DIRECTIVE: Return the data exactly, with all pictures removed.

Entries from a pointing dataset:
____

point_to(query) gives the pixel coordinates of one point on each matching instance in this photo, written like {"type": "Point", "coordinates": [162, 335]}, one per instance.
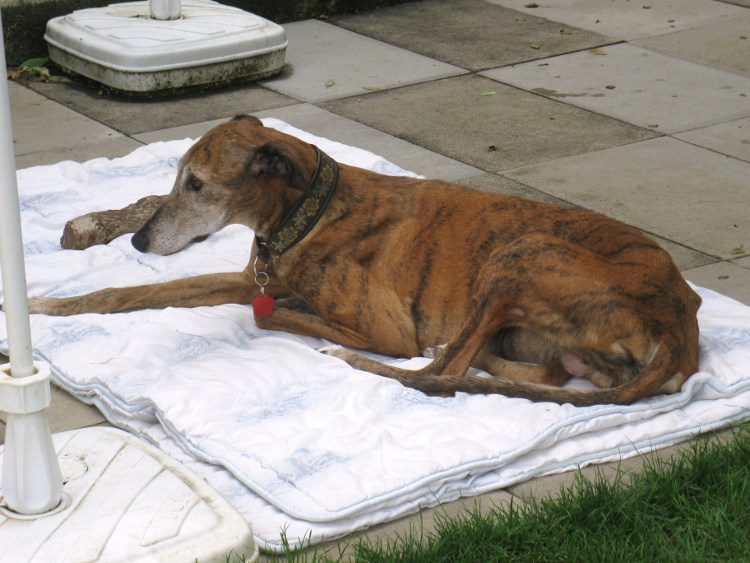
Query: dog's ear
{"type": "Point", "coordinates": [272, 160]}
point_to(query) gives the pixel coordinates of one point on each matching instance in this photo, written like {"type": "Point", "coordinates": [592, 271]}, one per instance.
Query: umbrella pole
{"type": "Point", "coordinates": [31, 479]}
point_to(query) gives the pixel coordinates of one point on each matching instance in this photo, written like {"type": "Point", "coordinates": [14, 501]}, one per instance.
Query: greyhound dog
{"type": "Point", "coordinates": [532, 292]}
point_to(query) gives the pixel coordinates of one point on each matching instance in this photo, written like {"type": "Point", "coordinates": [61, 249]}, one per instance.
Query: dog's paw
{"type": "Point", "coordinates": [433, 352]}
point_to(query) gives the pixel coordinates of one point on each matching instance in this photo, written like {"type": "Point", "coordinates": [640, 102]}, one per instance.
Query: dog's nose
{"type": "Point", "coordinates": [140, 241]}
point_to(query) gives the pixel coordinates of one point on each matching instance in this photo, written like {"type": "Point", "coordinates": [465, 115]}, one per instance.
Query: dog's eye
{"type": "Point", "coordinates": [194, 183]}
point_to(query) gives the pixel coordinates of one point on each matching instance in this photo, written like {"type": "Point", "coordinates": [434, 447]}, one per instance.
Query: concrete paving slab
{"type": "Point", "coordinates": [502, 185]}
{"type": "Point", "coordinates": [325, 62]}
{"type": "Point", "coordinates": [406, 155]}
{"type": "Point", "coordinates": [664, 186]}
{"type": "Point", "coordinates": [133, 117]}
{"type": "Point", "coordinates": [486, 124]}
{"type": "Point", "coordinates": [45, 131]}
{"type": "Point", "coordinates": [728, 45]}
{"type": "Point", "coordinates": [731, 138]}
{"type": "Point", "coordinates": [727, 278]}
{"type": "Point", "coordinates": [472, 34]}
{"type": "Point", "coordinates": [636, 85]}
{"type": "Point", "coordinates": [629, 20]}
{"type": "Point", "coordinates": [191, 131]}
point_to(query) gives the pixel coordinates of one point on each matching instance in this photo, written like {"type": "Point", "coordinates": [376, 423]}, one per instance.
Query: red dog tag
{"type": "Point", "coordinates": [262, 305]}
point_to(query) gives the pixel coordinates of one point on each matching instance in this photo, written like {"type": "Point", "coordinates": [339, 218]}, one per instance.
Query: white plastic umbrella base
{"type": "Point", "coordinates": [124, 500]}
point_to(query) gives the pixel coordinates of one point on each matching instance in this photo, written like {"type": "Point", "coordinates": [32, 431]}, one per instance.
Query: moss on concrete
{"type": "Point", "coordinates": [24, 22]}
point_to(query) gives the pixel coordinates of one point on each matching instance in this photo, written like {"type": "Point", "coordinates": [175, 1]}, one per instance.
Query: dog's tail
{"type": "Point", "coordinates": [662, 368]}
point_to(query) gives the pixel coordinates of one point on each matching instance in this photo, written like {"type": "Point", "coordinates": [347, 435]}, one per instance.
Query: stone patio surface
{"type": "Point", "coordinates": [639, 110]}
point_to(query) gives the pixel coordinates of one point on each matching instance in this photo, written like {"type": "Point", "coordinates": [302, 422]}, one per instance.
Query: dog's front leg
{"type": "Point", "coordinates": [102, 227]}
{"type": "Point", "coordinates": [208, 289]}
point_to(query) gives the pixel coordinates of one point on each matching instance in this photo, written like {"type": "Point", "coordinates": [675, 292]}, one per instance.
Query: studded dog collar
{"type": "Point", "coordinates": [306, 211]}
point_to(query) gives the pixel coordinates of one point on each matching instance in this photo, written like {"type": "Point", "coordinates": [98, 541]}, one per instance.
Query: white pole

____

RESPONSE FOR THIS EXERCISE:
point_to(query) gives the pixel coordinates of one point on each matching instance in this photo, written like {"type": "Point", "coordinates": [162, 335]}, one per instance.
Query: dog's ear
{"type": "Point", "coordinates": [272, 160]}
point_to(query) gives the pixel coordinates of one point on each matching instance in this photo, written like {"type": "Point", "coordinates": [592, 271]}, one per instance.
Query: umbrella pole
{"type": "Point", "coordinates": [31, 479]}
point_to(query) gives the pixel coordinates of one point on each matching instance in this photo, written like {"type": "Point", "coordinates": [14, 501]}, one per instance.
Query: greyhound dog
{"type": "Point", "coordinates": [532, 292]}
point_to(query) gives the pixel coordinates of one point on each matching instance in this photo, written like {"type": "Point", "coordinates": [61, 249]}, one per instance.
Query: dog's paw
{"type": "Point", "coordinates": [433, 352]}
point_to(query) gives the pixel coordinates of one point on each matching instance in this photo, written like {"type": "Point", "coordinates": [640, 102]}, one per instance.
Query: dog's nose
{"type": "Point", "coordinates": [140, 241]}
point_to(query) gives the pixel coordinates of one point on each matching instance in this photo, written like {"type": "Point", "coordinates": [465, 115]}, one per instance.
Query: dog's eye
{"type": "Point", "coordinates": [194, 183]}
point_to(query) gives the pixel coordinates of one point on each matching instance in this photo, written like {"type": "Point", "coordinates": [434, 447]}, one per instance.
Query: concrete paving slab
{"type": "Point", "coordinates": [502, 185]}
{"type": "Point", "coordinates": [325, 62]}
{"type": "Point", "coordinates": [406, 155]}
{"type": "Point", "coordinates": [664, 186]}
{"type": "Point", "coordinates": [133, 117]}
{"type": "Point", "coordinates": [486, 124]}
{"type": "Point", "coordinates": [45, 131]}
{"type": "Point", "coordinates": [728, 45]}
{"type": "Point", "coordinates": [731, 138]}
{"type": "Point", "coordinates": [727, 278]}
{"type": "Point", "coordinates": [472, 34]}
{"type": "Point", "coordinates": [636, 85]}
{"type": "Point", "coordinates": [629, 20]}
{"type": "Point", "coordinates": [191, 131]}
point_to(query) gives the pixel coordinates of one point on each matching instance in this photo, written like {"type": "Point", "coordinates": [376, 423]}, one per instance.
Query: red dog tag
{"type": "Point", "coordinates": [262, 305]}
point_to(query) gives the pixel coordinates of one point on each matching instance in this photo, written like {"type": "Point", "coordinates": [339, 218]}, one per instance.
Query: white plastic umbrella base
{"type": "Point", "coordinates": [124, 500]}
point_to(query) gives the pixel coordinates of one point on each matching instance in this photo, written like {"type": "Point", "coordinates": [32, 431]}, one per instance.
Query: moss on concrete
{"type": "Point", "coordinates": [24, 22]}
point_to(query) gives the pixel coordinates of one point on each matching instance in this photo, written like {"type": "Point", "coordinates": [175, 1]}, one per instance.
Query: dog's tail
{"type": "Point", "coordinates": [662, 368]}
point_to(query) gives the pixel coordinates of one point on each matching instance in this photo, written like {"type": "Point", "coordinates": [347, 435]}, one per instance.
Query: stone patio surface
{"type": "Point", "coordinates": [639, 110]}
point_to(query) gives the pixel coordinates of one point on each matching instance in this photo, written like {"type": "Point", "coordinates": [302, 422]}, one per instance.
Query: dog's front leg
{"type": "Point", "coordinates": [102, 227]}
{"type": "Point", "coordinates": [208, 289]}
point_to(query) gives the pixel coordinates of one point on each matching instance in this photo, written like {"type": "Point", "coordinates": [675, 292]}, one per instance.
Query: studded dog collar
{"type": "Point", "coordinates": [306, 211]}
point_to(query) gives the pixel coordinates of one point on each matching instance in this photo, written like {"type": "Point", "coordinates": [98, 541]}, one per instance.
Query: white pole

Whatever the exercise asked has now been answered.